*GIVEN PROBLEM:* Update the stretch of material from the line containing "Where can the windowsill" through the line containing "<point>1125,218</point>", replacing "marker" with "pin" everywhere and leaving everything else unchanged. Reproduce only those lines.

*MATERIAL FOR THIS EXERCISE:*
[start]
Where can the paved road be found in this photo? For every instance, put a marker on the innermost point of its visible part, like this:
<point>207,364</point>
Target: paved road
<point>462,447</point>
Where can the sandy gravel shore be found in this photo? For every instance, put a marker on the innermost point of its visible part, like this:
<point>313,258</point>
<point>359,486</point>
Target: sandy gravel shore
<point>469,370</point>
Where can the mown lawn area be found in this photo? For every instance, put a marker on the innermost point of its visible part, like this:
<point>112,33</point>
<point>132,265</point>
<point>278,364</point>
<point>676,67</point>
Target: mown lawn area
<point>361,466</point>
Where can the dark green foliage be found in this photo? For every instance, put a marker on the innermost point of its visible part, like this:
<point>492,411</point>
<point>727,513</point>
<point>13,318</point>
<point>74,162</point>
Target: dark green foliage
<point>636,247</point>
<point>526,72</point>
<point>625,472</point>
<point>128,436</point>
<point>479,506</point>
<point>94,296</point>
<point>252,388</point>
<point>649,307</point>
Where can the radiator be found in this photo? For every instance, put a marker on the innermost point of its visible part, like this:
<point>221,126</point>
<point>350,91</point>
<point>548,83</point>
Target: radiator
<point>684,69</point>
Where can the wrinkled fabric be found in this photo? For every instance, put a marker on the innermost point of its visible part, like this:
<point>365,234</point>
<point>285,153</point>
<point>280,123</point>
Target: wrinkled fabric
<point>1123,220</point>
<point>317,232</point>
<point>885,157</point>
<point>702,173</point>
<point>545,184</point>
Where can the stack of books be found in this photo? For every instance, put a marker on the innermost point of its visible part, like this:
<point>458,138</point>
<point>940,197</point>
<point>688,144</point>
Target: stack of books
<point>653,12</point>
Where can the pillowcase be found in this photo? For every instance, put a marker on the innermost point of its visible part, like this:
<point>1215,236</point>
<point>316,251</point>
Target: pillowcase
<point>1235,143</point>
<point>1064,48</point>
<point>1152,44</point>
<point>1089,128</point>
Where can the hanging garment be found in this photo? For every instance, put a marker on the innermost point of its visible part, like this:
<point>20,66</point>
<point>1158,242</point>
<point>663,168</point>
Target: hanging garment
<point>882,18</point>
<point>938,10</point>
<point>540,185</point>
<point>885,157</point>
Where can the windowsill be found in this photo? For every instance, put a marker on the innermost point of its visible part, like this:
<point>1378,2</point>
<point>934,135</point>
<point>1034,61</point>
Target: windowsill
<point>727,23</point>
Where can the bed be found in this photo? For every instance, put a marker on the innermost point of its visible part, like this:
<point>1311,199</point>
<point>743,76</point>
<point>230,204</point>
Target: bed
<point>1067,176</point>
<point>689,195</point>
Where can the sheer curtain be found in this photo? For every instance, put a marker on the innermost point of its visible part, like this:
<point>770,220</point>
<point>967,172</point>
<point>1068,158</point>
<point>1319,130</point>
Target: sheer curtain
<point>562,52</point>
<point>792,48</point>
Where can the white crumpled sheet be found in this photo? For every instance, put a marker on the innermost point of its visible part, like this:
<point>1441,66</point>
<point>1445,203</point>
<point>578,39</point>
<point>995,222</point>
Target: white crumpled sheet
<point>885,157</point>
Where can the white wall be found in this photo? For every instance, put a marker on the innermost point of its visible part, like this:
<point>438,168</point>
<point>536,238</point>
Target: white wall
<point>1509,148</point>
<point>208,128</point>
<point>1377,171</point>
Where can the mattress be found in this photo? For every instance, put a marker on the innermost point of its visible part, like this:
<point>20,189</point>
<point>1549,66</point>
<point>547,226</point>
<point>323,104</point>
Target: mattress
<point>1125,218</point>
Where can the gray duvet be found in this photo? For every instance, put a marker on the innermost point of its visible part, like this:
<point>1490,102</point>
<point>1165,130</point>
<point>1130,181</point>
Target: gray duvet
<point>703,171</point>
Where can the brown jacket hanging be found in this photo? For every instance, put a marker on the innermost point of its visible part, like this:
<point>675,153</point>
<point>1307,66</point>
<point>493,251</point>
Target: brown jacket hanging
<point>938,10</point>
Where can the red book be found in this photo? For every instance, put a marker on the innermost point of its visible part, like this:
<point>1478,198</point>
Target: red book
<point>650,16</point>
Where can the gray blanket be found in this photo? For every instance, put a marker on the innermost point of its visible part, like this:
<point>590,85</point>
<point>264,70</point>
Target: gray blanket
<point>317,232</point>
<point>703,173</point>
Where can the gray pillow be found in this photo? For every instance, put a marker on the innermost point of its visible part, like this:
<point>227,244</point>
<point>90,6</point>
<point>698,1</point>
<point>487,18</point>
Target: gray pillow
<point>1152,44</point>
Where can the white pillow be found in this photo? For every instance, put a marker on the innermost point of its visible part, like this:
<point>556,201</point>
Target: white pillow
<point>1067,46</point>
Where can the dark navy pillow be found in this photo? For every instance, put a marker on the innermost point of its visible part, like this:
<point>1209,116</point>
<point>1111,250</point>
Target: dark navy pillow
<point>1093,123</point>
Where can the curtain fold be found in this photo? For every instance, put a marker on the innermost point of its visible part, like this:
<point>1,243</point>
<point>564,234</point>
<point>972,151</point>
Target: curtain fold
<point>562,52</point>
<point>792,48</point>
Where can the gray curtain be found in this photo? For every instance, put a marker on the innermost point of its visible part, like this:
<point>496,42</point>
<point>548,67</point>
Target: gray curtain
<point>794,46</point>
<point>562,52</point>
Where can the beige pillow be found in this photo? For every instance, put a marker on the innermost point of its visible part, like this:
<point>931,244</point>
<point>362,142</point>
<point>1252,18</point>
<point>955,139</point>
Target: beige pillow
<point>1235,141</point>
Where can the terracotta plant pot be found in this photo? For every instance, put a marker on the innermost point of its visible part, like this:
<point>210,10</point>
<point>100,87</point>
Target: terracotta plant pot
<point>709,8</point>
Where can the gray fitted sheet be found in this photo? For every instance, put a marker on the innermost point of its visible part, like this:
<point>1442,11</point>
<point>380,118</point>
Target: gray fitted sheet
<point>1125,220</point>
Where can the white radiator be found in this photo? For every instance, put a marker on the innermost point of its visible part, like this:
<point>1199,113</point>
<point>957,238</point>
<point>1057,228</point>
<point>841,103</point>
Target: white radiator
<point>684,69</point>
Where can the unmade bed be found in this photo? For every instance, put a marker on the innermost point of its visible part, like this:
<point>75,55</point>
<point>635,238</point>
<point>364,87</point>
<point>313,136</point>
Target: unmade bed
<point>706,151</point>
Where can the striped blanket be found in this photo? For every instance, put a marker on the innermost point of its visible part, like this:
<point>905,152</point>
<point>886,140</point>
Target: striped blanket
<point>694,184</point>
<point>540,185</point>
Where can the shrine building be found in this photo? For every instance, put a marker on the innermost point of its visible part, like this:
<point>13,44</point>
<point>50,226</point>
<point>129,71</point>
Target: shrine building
[end]
*FULL SOLUTION:*
Where can the windowsill be found in this photo? For every instance, put a pin on the innermost point of its visible part, like this:
<point>1378,2</point>
<point>934,135</point>
<point>1034,61</point>
Target: windowsill
<point>727,23</point>
Where can the bed be found in this photo? For every instance, put a pin on the innermost point of its visible part, like this:
<point>1311,199</point>
<point>743,76</point>
<point>230,204</point>
Target: bed
<point>1067,176</point>
<point>689,195</point>
Where can the sheer curtain be found in this photo? For every instance, put a pin on the innermost point of its visible part, like this:
<point>770,220</point>
<point>967,172</point>
<point>1068,158</point>
<point>1319,130</point>
Target: sheer curtain
<point>562,52</point>
<point>792,48</point>
Where can the white crumpled sheet be found in this photo? For every instance, put a pin on the innermost point of its visible part, like this:
<point>1441,66</point>
<point>1445,203</point>
<point>578,39</point>
<point>995,222</point>
Target: white crumpled sheet
<point>885,157</point>
Where can the white wall be found in this photo? For every instance, put a pin on the innermost point of its visible part, like this:
<point>438,168</point>
<point>536,238</point>
Target: white wall
<point>1509,148</point>
<point>208,128</point>
<point>1377,171</point>
Where can the mattress be found in this photo? For every instance, put a pin on the innermost point of its visible part, like this:
<point>20,189</point>
<point>1549,66</point>
<point>547,226</point>
<point>323,104</point>
Target: mattress
<point>1125,218</point>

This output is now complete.